[提示された文章]:
------------------------------------------------------------
特賞:Me and Cassity /Appearances
ドイツのアングラ・ポップ界におけるヒーローと言わしめるこの人物に、恥ずかしながら、今年初めて出逢いました。本当に最高でした。こんなに私好みのアーティストと巡り合ったのは何年振りでしょうか。彼の紹介をしたかったがために、この企画に寄稿させて頂いたようなものです。Me and Cassityはドイツの片田舎に住む、Dirk Darmstaedter(ダーク・ダルムシュテッター)によるプロジェクトです。彼の個人名義やバンド名義でリリースされた作品は計16枚、活動年数は24年にも及びます。彼はyoutubeでよく見る、やたらギターが上手で、買ってきたカメラで自分の映像動画を投稿しちゃうようなオッサンです。自宅にスタジオを作り、ES-335から12弦ギターまで爽快に弾き倒すその様子は、少年のように瑞々しいです。そういうオッサンが、実は抜群のメロディ・メイカーであるというのが堪りません。決して鮮烈な脚光を浴びることのないインディー・シーンで、普通のポップスを普通にやることが、これだけ気持ち良いなんて!同時に私は怒りました。youtubeでのPVの再生回数は、各曲平均して、当時たったの700回程度。これだけスタンダードなポップスを長年育んで来た人物が、世間で余りにも認知されていないことに焦りを覚えました。ですので、ぜひ名前だけでも覚えて頂きたいんです!
------------------------------------------------------------
[データ]:
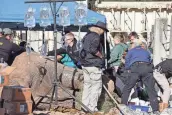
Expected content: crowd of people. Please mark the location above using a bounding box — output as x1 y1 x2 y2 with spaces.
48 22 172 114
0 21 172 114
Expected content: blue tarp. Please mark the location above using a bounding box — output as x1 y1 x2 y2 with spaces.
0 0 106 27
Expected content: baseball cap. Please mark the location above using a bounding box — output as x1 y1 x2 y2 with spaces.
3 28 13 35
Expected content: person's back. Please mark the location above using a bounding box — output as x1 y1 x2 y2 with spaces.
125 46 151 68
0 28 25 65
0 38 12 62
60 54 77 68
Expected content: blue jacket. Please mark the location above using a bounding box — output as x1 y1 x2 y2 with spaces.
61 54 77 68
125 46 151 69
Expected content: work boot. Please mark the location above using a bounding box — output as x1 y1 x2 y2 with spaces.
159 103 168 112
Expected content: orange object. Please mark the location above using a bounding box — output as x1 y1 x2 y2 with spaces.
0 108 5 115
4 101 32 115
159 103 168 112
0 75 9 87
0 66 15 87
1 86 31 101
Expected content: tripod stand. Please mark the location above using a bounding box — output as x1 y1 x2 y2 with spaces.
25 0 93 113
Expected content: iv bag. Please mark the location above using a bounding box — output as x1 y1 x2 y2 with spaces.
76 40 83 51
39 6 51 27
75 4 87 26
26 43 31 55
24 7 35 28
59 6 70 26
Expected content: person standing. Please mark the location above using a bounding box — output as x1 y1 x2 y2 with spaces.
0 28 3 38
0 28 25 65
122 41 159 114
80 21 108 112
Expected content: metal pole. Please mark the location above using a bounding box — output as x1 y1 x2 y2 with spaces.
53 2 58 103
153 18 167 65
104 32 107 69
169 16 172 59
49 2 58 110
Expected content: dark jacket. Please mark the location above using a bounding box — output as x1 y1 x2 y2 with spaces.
------------------------------------------------------------
[課題の指示]:
提示された文章に基づき、Me and Cassityが誰によるプロジェクトかを答えよ。

[完全な出力]:
ドイツの片田舎に住むDirk Darmstaedter(ダーク・ダルムシュテッター)によるプロジェクトである。